[Text block — start]

Rethinking 'Expository' - A Lecture for Preachers

Most ministers probably agree with the basic definition of 'expository preaching' - the point of the sermon should be the same as the point of the text.  But beyond that, American Christian culture tends also to equate 'expository preaching' with consecutive series of sermons, working straight through a book of the Bible.  But is that the only way to preach expositorily?  Should it even be the doninant way?  Is anyone doing it differently?  Ought we?  How so?  Listen in as we ponder these important questions together.

Marriage to the Glory of God

May 1, 2012

Lessons from the Lawn

I planted, Apollos watered, but God was causing the growth.
1 Corinthians 3.6

Back in the fall, we removed three old trees from the churchyard (and planted three new ones nearby!). It was a good and necessary change. But the removal of a large tree always leaves a significant patch of bare ground behind – in this case, three of them. And I have to admit that I am a bit of a stickler about bare patches in the lawn. They must be fixed!

[Text block — finish]
[Extracted entries — start]

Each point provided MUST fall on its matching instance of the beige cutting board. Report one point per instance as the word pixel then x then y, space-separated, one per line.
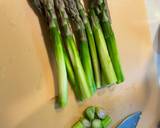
pixel 27 73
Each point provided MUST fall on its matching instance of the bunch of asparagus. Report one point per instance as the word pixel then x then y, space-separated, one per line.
pixel 94 117
pixel 84 46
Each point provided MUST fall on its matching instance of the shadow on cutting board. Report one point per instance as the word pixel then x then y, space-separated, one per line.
pixel 48 44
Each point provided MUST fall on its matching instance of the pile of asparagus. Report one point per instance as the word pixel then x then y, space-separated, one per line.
pixel 84 46
pixel 94 117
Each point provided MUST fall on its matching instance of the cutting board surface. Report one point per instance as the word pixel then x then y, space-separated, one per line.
pixel 27 71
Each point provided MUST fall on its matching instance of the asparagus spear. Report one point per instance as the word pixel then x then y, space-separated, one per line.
pixel 106 121
pixel 86 123
pixel 71 77
pixel 84 49
pixel 91 41
pixel 46 7
pixel 90 113
pixel 104 18
pixel 100 112
pixel 73 51
pixel 96 123
pixel 105 61
pixel 78 125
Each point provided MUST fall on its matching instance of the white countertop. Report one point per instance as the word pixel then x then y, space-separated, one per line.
pixel 153 7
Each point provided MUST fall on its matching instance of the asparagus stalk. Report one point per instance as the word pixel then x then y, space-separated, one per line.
pixel 46 7
pixel 71 77
pixel 89 113
pixel 78 125
pixel 96 123
pixel 73 51
pixel 91 41
pixel 104 18
pixel 105 61
pixel 86 123
pixel 84 49
pixel 106 121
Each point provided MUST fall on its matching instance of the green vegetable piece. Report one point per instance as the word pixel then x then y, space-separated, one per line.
pixel 106 121
pixel 97 123
pixel 81 84
pixel 46 8
pixel 100 112
pixel 78 125
pixel 90 113
pixel 86 123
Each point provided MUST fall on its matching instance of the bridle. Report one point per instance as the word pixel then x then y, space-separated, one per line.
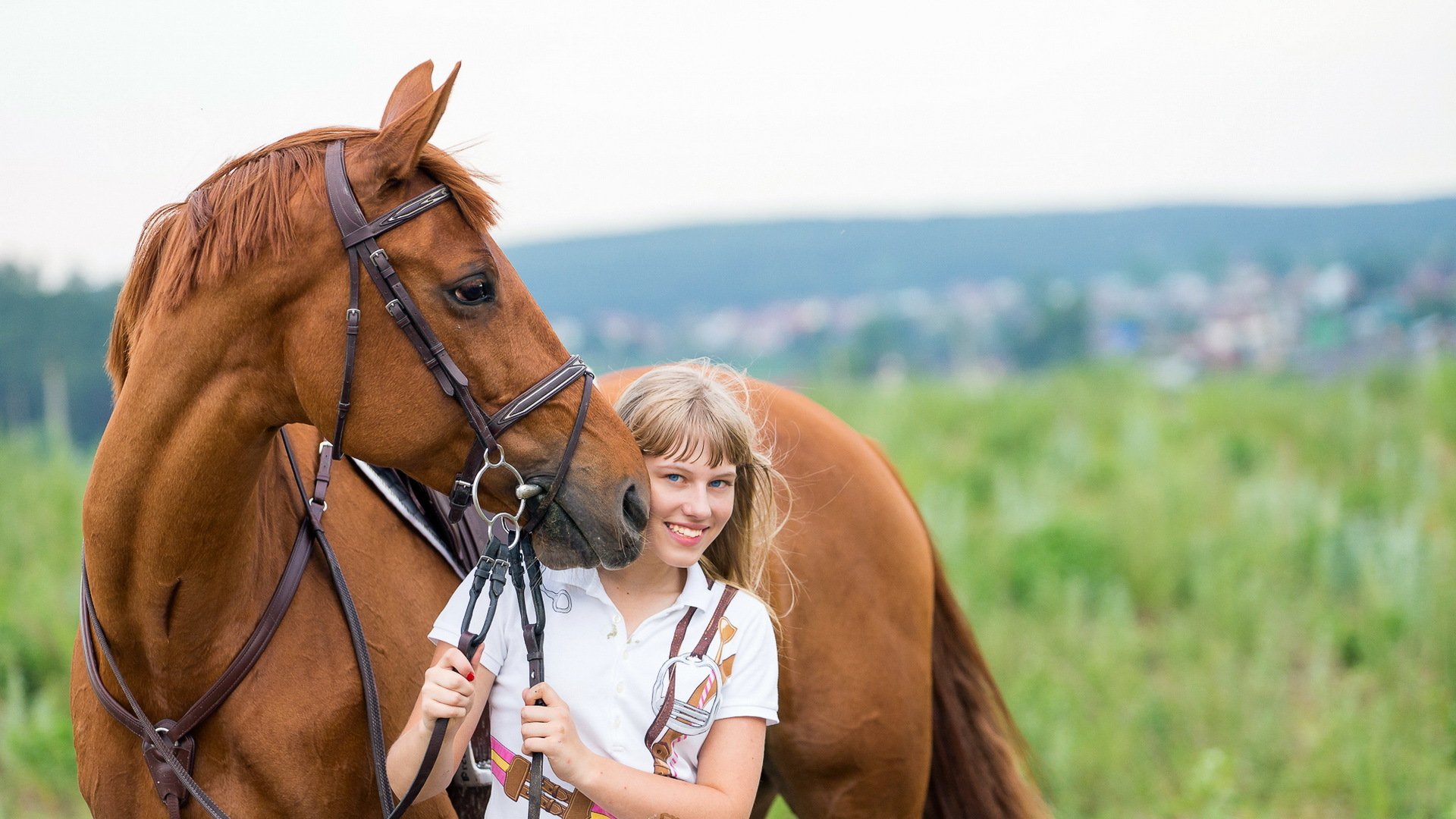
pixel 168 746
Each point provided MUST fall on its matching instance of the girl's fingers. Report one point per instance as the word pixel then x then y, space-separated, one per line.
pixel 441 711
pixel 542 691
pixel 447 678
pixel 446 697
pixel 453 659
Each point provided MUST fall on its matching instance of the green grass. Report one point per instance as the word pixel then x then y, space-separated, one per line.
pixel 1232 601
pixel 39 561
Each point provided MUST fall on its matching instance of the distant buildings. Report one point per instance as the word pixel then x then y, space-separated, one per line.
pixel 1313 319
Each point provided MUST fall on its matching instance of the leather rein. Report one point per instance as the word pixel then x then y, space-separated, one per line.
pixel 168 745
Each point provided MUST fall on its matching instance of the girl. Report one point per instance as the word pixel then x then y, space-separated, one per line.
pixel 670 664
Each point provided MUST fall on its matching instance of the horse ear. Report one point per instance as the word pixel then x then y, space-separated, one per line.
pixel 411 89
pixel 397 150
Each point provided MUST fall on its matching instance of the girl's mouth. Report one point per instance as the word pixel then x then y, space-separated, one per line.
pixel 685 535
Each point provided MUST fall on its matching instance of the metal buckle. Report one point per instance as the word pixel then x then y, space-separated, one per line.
pixel 475 488
pixel 472 774
pixel 686 719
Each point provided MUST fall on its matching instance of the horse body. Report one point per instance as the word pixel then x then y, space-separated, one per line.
pixel 231 327
pixel 191 509
pixel 884 698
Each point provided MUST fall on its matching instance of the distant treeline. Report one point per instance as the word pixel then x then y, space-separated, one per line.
pixel 58 338
pixel 708 267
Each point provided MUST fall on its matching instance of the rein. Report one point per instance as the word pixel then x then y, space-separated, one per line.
pixel 168 745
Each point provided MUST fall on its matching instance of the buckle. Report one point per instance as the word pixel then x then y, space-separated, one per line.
pixel 472 774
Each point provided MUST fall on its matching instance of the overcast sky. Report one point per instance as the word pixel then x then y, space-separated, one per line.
pixel 603 117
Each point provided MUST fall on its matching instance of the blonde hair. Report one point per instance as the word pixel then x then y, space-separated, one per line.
pixel 695 409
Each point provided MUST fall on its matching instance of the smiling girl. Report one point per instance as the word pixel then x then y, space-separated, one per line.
pixel 670 664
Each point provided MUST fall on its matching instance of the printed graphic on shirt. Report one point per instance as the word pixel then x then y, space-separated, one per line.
pixel 691 714
pixel 513 771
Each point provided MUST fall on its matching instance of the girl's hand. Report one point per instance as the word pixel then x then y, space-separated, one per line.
pixel 447 691
pixel 549 730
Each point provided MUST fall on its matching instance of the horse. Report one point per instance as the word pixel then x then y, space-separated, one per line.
pixel 232 325
pixel 887 706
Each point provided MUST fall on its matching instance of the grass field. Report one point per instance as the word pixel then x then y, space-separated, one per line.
pixel 1229 601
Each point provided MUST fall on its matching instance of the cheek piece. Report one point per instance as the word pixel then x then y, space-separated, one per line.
pixel 168 746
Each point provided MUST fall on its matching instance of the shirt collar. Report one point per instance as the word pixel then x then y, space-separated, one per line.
pixel 695 589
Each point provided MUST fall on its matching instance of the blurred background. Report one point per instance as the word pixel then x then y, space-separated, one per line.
pixel 1153 305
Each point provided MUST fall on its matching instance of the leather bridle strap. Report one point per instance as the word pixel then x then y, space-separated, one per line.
pixel 359 238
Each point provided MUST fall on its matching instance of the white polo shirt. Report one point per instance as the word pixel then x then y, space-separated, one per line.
pixel 606 675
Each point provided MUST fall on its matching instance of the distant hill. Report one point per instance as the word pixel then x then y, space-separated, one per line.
pixel 667 275
pixel 707 267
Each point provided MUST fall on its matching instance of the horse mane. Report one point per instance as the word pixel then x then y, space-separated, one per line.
pixel 239 213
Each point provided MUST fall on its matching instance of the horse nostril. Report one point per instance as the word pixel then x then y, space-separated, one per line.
pixel 634 507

[Extracted entries — finish]

▶ _Exercise requirements_
a - Reproduce the church web page text from "Most ministers probably" to "causing the growth.".
b - According to the church web page text, how many old trees were removed from the churchyard in the fall?
c - Continue the church web page text from its final sentence.

▶ _Answers to the exercise_
a -
Most ministers probably agree with the basic definition of 'expository preaching' - the point of the sermon should be the same as the point of the text.  But beyond that, American Christian culture tends also to equate 'expository preaching' with consecutive series of sermons, working straight through a book of the Bible.  But is that the only way to preach expositorily?  Should it even be the doninant way?  Is anyone doing it differently?  Ought we?  How so?  Listen in as we ponder these important questions together.

Marriage to the Glory of God

May 1, 2012

Lessons from the Lawn

I planted, Apollos watered, but God was causing the growth.

b - Three.

c -
So, at our spring workday, the woodchips were covered over with topsoil and a generous layer of grass-seed was put down over the top. Since it was spring, I figured my work might be largely done – rain this time of year usually coming in copious amounts. But the month of April, for the most part, was unusually dry. So much so that we even had a couple of wildfire warnings early in the month (in April!). So, stickler that I am about those bare patches, I pulled the church’s garden hose as far as it would stretch, and got out there most every day to water my precious grass seed.

But, after three weeks or so, very little was happening. A few tiny sprigs of grass peaked their heads up here and there, but the results were nothing like I would have thought I would see by the last week of the month. Quite disappointing, especially to a type-A like me!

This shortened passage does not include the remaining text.